======== DATA TO PROCESS

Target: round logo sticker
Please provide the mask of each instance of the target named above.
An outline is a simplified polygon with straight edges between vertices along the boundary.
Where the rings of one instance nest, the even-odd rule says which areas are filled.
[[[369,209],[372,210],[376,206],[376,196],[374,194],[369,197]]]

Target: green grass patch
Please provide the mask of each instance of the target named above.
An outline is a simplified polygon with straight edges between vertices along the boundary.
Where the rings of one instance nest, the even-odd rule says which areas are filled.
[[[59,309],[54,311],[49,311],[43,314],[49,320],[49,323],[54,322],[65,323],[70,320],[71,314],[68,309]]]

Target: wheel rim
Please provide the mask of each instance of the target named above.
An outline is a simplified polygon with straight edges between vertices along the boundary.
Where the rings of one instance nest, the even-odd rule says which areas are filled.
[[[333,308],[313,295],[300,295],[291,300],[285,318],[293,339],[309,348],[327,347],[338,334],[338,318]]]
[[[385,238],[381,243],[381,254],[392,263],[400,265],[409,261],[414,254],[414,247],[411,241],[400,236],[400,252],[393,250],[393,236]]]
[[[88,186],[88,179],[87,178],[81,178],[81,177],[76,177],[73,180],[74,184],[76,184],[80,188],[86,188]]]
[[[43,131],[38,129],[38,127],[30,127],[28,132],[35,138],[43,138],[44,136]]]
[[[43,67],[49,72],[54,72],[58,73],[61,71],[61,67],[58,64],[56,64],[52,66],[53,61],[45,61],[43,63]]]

================

» **WHAT TO PRODUCE**: Lay out the material from its first line through the line containing "[[[369,209],[372,210],[376,206],[376,196],[374,194],[369,197]]]" as a Markdown table with the columns Row and Line. Number each row and leave out blank lines.

» **SOLUTION FOR THIS TASK**:
| Row | Line |
|---|---|
| 1 | Target: round logo sticker |
| 2 | Please provide the mask of each instance of the target named above. |
| 3 | An outline is a simplified polygon with straight edges between vertices along the boundary. |
| 4 | Where the rings of one instance nest, the even-odd rule says which areas are filled. |
| 5 | [[[369,209],[372,210],[376,206],[376,196],[374,194],[369,197]]] |